**Goal:**
Count the lines in the records below that contain the string "curtain", and give only that number.

**Record list:**
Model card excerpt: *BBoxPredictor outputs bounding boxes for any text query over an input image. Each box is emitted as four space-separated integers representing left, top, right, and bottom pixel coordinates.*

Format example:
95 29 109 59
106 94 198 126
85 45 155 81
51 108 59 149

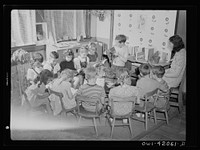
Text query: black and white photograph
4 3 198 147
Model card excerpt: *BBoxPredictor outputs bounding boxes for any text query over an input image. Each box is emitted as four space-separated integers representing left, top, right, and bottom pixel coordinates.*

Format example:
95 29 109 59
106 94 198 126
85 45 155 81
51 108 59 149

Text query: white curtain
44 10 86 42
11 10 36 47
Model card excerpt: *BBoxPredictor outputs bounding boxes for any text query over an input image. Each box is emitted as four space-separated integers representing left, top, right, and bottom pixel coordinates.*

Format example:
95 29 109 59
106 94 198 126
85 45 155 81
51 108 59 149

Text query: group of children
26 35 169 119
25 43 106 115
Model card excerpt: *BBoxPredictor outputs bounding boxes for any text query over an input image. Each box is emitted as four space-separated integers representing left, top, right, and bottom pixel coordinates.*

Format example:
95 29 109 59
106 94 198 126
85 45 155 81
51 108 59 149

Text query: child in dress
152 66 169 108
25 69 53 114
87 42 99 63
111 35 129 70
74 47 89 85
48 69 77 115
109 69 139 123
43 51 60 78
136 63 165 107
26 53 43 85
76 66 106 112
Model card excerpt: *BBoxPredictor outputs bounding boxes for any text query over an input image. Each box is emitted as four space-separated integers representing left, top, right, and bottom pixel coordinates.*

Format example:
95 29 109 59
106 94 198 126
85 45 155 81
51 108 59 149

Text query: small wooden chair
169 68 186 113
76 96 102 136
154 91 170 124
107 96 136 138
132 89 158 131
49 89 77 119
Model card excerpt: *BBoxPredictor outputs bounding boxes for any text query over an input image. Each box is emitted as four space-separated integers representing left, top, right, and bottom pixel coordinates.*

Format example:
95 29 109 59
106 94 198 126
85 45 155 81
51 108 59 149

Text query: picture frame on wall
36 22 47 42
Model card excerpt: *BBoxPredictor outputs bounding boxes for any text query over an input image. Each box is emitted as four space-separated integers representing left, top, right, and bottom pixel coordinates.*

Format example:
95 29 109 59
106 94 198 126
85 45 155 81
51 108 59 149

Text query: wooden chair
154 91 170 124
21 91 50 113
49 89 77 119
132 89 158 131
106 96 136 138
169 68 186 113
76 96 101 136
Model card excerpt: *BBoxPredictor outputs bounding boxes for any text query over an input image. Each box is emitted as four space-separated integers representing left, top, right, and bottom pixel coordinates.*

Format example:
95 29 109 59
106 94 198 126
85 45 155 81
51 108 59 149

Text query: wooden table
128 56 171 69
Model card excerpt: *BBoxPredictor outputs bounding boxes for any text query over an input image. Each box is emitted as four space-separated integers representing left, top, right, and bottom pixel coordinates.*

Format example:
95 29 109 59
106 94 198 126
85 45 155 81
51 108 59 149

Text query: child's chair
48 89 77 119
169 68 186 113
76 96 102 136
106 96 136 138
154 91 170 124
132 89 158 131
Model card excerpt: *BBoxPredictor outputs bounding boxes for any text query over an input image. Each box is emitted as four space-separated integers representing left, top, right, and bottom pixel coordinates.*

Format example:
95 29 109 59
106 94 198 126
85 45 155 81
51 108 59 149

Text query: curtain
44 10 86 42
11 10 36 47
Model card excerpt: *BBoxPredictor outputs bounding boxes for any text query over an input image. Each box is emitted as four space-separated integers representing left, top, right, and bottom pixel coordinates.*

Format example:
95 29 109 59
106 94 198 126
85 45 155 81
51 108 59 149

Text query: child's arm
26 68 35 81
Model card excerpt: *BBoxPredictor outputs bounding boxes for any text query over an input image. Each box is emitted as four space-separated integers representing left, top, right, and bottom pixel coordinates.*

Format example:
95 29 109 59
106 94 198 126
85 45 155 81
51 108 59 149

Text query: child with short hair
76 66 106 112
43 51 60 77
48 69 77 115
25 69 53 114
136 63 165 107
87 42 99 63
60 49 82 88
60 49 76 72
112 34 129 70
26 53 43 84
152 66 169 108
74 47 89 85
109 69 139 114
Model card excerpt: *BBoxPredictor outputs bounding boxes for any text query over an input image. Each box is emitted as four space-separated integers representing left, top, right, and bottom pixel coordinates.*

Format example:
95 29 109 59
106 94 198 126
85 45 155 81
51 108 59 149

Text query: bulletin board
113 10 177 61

**The result:**
2